Short problem » Update the lines of the listing below that begin at the line containing "Confirm that each instance of the person in red" and stop after the line containing "pixel 509 415", replacing "red jacket" with "red coat" and keeping everything else the same.

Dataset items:

****

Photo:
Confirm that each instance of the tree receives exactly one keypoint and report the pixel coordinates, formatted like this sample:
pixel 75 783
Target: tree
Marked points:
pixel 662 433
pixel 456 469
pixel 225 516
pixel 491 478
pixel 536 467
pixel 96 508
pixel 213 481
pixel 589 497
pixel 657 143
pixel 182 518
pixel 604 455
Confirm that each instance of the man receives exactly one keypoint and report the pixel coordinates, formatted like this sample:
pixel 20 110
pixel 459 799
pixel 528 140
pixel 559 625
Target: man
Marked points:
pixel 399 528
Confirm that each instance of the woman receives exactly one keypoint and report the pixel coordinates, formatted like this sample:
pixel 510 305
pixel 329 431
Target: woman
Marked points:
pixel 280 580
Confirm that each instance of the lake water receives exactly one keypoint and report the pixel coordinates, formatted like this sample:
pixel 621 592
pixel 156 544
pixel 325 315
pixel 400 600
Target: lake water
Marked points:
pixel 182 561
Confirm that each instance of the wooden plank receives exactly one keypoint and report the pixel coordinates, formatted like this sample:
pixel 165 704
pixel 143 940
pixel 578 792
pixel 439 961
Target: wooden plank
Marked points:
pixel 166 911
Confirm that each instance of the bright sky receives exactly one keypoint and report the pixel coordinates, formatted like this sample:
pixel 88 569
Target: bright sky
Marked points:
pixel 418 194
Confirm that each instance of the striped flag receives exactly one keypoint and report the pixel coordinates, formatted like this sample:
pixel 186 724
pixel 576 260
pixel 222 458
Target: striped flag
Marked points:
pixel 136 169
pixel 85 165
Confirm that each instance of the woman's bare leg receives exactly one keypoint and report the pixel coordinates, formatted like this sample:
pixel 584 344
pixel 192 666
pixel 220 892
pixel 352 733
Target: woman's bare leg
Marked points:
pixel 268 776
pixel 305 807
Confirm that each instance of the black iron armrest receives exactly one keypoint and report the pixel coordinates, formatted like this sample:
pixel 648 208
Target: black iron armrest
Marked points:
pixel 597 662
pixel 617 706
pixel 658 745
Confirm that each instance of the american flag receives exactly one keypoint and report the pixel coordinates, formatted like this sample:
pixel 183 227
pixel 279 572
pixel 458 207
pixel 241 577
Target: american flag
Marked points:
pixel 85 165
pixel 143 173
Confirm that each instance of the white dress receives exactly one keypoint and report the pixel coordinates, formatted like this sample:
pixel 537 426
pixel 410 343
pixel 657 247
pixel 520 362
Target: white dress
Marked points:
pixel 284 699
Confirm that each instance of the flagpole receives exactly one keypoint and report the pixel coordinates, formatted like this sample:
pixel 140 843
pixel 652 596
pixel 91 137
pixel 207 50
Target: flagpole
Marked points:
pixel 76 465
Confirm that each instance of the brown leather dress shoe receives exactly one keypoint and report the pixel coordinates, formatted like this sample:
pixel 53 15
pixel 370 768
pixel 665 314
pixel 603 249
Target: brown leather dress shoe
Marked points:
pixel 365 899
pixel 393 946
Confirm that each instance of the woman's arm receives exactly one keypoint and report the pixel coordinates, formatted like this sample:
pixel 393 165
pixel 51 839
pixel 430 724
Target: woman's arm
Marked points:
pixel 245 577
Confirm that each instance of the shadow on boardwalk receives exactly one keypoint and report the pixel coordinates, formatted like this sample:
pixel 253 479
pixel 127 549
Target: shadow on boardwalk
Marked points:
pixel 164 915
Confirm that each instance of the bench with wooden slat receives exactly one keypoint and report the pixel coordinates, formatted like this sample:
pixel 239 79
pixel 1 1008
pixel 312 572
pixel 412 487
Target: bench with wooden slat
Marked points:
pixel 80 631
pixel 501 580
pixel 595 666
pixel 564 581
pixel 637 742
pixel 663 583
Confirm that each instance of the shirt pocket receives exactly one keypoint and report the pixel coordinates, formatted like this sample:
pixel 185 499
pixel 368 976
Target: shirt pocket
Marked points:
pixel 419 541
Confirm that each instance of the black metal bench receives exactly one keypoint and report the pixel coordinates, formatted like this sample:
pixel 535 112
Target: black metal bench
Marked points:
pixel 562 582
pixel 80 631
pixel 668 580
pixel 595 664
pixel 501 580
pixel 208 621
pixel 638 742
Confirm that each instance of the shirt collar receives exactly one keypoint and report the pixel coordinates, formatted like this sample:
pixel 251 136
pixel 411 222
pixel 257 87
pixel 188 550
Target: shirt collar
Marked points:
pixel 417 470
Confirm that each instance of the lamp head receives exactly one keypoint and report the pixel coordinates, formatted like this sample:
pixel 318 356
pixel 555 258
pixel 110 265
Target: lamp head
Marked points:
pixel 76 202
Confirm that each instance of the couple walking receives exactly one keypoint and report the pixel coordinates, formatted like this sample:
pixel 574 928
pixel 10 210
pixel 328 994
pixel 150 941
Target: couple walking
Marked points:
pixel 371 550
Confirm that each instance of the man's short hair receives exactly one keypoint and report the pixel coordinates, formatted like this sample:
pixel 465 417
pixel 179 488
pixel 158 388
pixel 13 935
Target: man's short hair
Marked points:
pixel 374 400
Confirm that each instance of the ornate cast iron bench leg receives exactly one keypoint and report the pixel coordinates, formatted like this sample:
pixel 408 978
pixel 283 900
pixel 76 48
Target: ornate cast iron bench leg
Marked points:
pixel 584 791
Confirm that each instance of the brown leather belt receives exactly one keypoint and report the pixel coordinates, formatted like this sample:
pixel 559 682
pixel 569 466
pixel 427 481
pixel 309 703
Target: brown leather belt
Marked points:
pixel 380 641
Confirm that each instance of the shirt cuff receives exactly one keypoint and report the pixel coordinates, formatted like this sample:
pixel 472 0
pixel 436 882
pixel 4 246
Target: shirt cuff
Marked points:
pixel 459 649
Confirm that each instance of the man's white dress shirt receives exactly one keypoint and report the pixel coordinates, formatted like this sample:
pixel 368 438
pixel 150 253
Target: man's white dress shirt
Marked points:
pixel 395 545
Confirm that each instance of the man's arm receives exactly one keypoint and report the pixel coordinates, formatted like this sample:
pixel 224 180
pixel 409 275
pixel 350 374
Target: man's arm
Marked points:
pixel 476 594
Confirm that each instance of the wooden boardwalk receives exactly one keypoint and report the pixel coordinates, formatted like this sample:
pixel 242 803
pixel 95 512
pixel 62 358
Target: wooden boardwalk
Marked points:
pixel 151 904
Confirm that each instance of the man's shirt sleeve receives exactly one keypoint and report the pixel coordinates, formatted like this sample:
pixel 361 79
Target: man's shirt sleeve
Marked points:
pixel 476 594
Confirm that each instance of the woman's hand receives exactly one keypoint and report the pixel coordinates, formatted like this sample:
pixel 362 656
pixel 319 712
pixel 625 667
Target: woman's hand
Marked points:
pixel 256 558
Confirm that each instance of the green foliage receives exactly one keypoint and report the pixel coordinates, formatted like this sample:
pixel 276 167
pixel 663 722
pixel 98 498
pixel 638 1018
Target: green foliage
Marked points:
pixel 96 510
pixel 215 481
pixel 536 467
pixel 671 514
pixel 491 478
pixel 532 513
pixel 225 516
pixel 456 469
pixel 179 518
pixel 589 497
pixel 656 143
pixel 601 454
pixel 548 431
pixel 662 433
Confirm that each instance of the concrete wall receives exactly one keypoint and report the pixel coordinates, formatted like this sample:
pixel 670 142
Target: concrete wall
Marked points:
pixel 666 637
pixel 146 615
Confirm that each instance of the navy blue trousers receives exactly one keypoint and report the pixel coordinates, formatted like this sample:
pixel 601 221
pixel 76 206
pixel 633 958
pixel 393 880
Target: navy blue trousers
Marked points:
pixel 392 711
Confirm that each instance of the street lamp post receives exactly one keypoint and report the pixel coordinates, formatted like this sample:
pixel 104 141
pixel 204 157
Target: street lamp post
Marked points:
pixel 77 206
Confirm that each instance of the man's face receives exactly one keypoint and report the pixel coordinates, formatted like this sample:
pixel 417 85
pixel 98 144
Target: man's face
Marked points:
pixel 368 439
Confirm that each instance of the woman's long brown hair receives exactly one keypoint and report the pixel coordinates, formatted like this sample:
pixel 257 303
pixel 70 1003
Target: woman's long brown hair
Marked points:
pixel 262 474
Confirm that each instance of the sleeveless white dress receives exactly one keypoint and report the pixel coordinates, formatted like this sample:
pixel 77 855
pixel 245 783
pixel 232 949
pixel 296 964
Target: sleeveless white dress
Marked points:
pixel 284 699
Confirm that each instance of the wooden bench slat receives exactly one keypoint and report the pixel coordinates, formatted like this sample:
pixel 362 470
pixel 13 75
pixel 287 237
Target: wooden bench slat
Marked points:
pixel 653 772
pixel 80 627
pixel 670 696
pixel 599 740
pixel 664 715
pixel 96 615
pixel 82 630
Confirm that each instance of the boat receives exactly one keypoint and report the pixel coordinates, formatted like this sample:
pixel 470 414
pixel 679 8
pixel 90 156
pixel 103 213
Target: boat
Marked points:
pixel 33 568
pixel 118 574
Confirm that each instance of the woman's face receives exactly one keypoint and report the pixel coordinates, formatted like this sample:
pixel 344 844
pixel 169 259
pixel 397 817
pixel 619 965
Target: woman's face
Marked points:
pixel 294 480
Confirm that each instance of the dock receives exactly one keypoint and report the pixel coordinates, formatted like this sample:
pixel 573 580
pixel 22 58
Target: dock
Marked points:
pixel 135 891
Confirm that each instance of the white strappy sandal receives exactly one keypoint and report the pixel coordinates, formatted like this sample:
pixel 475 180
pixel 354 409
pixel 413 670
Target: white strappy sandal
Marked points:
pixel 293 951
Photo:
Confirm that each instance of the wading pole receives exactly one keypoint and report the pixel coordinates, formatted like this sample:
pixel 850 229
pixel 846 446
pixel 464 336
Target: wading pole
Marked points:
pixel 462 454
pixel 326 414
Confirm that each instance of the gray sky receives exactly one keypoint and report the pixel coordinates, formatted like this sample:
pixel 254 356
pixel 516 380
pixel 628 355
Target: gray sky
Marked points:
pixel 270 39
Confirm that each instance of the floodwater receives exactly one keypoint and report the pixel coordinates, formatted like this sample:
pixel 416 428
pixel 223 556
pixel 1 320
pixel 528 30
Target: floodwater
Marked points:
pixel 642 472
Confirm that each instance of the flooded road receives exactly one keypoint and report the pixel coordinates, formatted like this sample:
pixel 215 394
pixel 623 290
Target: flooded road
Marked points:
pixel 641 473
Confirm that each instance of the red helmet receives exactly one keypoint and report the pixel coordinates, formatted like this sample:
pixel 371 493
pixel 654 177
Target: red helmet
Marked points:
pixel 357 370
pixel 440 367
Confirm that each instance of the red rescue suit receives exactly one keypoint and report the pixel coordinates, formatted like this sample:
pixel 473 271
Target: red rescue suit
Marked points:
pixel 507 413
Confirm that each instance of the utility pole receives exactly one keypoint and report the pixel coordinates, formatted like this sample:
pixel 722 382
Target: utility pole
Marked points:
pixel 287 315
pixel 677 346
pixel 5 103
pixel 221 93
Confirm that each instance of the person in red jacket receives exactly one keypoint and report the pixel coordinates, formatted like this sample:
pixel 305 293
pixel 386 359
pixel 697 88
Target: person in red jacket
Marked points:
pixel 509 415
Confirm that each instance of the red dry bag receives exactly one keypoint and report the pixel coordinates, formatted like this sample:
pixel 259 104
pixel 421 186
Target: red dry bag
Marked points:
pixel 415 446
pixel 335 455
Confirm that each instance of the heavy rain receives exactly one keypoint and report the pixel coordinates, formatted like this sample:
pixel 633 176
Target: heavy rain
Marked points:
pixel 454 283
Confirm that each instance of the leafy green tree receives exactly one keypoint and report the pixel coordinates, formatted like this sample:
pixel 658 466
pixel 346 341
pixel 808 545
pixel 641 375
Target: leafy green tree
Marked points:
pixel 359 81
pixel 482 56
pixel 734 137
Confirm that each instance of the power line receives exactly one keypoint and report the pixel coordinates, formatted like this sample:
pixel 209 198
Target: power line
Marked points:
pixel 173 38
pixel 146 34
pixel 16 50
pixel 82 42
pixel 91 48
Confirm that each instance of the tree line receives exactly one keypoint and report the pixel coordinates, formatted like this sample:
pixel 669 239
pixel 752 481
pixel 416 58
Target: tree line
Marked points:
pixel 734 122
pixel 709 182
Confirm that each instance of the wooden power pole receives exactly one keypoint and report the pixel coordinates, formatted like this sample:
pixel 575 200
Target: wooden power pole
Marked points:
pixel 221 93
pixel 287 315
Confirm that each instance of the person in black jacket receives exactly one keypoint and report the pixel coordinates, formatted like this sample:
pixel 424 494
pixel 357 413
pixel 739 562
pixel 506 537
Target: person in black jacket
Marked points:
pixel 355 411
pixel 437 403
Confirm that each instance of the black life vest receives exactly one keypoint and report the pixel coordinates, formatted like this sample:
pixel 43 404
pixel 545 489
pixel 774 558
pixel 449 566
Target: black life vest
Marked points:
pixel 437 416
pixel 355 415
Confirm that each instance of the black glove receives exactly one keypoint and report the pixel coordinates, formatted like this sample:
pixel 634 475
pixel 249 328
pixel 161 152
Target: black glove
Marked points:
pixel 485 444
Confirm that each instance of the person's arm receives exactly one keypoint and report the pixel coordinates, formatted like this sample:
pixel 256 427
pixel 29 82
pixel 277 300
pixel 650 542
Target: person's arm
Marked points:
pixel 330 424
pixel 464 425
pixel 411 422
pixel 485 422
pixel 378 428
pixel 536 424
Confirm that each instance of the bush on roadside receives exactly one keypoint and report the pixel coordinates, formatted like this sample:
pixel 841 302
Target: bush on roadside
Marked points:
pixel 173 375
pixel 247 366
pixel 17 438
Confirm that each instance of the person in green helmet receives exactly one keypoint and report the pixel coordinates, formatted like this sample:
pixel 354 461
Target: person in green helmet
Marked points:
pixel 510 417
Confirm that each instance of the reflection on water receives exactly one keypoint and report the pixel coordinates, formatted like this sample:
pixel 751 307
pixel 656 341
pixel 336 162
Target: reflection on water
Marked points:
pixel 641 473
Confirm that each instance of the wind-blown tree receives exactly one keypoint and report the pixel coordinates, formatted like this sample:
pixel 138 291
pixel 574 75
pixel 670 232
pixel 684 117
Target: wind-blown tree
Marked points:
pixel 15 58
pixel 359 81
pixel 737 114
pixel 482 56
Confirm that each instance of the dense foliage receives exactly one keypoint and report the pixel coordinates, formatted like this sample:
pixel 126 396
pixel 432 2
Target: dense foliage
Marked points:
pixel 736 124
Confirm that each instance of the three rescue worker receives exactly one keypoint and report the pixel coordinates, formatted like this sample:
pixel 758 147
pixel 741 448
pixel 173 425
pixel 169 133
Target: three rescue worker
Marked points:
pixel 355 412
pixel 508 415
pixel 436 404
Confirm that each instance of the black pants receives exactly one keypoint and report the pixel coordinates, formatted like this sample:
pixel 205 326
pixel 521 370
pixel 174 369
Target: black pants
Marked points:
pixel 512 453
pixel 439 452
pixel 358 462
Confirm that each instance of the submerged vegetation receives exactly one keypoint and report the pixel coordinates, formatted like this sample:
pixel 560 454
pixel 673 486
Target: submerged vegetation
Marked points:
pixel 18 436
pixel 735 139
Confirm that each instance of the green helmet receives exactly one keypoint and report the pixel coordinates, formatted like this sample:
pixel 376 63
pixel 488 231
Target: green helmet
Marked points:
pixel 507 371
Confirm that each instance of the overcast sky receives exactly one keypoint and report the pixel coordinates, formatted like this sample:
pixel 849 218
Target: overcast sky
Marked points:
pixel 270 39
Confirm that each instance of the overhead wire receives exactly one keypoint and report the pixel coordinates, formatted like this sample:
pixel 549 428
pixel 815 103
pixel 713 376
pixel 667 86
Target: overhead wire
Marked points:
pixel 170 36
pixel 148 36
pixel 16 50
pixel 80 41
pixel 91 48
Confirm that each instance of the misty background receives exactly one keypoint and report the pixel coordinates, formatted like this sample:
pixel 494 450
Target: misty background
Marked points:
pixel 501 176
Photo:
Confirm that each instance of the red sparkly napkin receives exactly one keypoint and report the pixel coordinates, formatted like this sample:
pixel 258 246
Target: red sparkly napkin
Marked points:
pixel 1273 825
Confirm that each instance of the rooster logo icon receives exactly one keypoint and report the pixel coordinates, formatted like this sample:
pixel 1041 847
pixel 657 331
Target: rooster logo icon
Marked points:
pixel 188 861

****

Full solution »
Confirm that each instance of the person in red coat receives exactly one keypoint and report the pixel coordinates, formatted like this sample:
pixel 305 293
pixel 386 359
pixel 697 88
Target: person in red coat
Marked points:
pixel 509 415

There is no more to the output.